INSTRUCTIONS TO FOLLOW >>
Answer the following questions using the MatrixBandwidth text below.
1. Which constant provides an index of all available algorithms by submodule?
2. Of which abstract type must a new concrete type be a subtype in order to implement a new bandwidth recognition algorithm?
3. Why should new minimize_bandwidth or has_bandwidth_k_ordering methods not be implemented directly?

SUPPLIED TEXT >>
--

An index of all available algorithms by submodule (not including the unfinished metaheuristic algorithms) may also be accessed via the MatrixBandwidth.ALGORITHMS constant; simply run the following command in the Julia REPL:

julia> MatrixBandwidth.ALGORITHMS
Dict{Symbol, Union{Dict{Symbol}, Vector}} with 2 entries:
[...]

To extend the interface with a new matrix bandwidth minimization algorithm, define a new concrete subtype of AbstractSolver (or of one of its abstract subtypes like MetaheuristicSolver) then implement a corresponding Minimization._minimize_bandwidth_impl(::AbstractMatrix{Bool}, ::NewSolverType) method. Similarly, to implement a new bandwidth recognition algorithm, define a new concrete subtype of AbstractDecider then implement a corresponding Recognition._has_bandwidth_k_ordering_impl(::AbstractMatrix{Bool}, ::Integer, ::NewDeciderType) method. Do not attempt to directly implement new minimize_bandwidth or has_bandwidth_k_ordering methods, as these functions contain common preprocessing logic independent of the specific algorithm used.

--

MATERIAL PROVIDED >>

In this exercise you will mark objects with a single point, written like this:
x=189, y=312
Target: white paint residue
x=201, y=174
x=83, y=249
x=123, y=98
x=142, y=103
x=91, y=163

--

SOLUTION TO THE EXERCISE >>
1. MatrixBandwidth.ALGORITHMS
2. AbstractDecider
3. These functions contain common preprocessing logic independent of the specific algorithm used.